EXTRACT TO READ:
AUD/NZD has slumped from above 1.0500 during Monday’s Asia session to current levels around 1.0470, taking the pair to its lowest levels since 13 April 2020. At present, the pair trades with losses on the day of just under 40 pips or slightly less than 0.4%.

China tensions hurt Aussie as focus shifts to RBA, data

Bickering between Australia and China at the start of the week has undermined what ought to have been a bullish AUD reaction to Monday’s solid official November Chinese PMI data. The continued stronger than anticipated performance of Australia’s most important export market China has been overshadowed in recent weeks by worsening diplomatic and trade relations; ships with over A$1B in Australian coal exports have been stuck on Chinese shores for weeks and China has implemented high tariffs on Australian wine, barley and even barred imports of Australian meat from a large number of Aussie abattoirs.

Most recently, tensions have frayed over a fake picture posted on a Chinese government Twitter account that depicted an Australian soldier murdering an Afghan child, something Australia has demanded China apologise for posting.

Looking ahead, domestic events will increasingly drive AUD sentiment, with a number of key releases coming up during Tuesday’s Asia session. Just minutes ago, the Australian AIG Manufacturing Index was released showing a drop in November to 52.1 from 56.3, AUD has not reacted to the disappointing print.

DATASET:
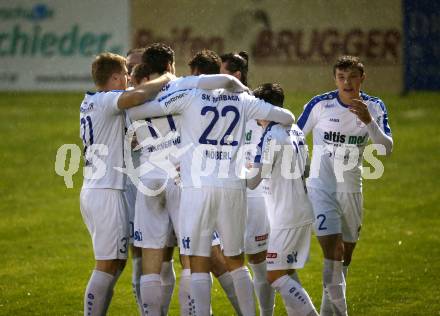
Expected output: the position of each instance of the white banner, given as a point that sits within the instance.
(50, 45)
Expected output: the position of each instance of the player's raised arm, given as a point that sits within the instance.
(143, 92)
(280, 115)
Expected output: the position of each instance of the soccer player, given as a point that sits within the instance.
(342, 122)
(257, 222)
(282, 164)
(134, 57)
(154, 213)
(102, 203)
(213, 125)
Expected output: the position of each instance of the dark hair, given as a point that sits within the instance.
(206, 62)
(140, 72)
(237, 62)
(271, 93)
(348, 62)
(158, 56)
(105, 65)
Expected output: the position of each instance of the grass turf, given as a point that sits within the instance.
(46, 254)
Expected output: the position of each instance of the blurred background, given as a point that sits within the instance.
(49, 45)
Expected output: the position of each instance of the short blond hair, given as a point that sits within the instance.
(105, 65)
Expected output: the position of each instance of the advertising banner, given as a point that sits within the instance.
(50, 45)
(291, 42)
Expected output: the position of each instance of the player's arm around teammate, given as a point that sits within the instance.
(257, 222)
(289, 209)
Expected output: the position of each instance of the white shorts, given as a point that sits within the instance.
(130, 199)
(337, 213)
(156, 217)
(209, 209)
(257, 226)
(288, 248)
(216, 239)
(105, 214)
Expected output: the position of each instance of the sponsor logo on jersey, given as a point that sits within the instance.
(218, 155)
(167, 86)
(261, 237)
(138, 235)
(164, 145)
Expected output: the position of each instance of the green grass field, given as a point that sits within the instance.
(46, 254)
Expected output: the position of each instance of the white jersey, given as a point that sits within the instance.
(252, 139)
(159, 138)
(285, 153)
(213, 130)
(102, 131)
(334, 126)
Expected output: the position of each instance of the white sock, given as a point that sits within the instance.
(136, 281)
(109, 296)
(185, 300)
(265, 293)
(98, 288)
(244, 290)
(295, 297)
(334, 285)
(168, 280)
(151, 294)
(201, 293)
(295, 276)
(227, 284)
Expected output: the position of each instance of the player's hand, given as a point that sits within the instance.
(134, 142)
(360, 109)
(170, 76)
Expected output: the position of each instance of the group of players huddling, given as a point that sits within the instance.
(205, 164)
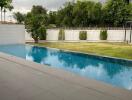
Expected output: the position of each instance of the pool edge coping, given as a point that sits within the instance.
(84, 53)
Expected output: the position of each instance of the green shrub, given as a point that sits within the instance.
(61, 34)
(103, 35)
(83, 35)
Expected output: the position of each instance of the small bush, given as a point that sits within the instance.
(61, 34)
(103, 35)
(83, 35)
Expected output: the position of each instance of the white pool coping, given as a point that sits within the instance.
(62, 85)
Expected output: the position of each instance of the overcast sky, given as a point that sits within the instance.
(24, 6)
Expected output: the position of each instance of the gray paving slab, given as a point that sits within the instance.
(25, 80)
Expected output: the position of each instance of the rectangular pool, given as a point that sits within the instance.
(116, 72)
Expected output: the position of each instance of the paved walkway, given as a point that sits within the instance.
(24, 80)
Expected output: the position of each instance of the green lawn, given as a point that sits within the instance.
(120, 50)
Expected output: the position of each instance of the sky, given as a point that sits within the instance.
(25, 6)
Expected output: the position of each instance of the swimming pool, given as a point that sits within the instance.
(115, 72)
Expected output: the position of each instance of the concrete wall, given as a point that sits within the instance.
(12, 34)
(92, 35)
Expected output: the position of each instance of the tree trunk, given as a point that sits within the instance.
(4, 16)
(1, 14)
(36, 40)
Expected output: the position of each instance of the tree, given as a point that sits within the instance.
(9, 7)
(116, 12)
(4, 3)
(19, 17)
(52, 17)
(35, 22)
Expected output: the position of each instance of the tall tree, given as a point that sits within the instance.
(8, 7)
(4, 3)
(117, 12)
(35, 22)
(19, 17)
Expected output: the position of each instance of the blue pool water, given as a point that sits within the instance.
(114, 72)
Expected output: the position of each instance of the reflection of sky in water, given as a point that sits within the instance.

BRIEF: Update the AUD/NZD market report from "Bickering between Australia" to "apologise for posting.", putting "cotton" in place of "barley". You can leave the records aside; they aren't needed here.

EXPECTED OUTPUT:
Bickering between Australia and China at the start of the week has undermined what ought to have been a bullish AUD reaction to Monday’s solid official November Chinese PMI data. The continued stronger than anticipated performance of Australia’s most important export market China has been overshadowed in recent weeks by worsening diplomatic and trade relations; ships with over A$1B in Australian coal exports have been stuck on Chinese shores for weeks and China has implemented high tariffs on Australian wine, cotton and even barred imports of Australian meat from a large number of Aussie abattoirs.

Most recently, tensions have frayed over a fake picture posted on a Chinese government Twitter account that depicted an Australian soldier murdering an Afghan child, something Australia has demanded China apologise for posting.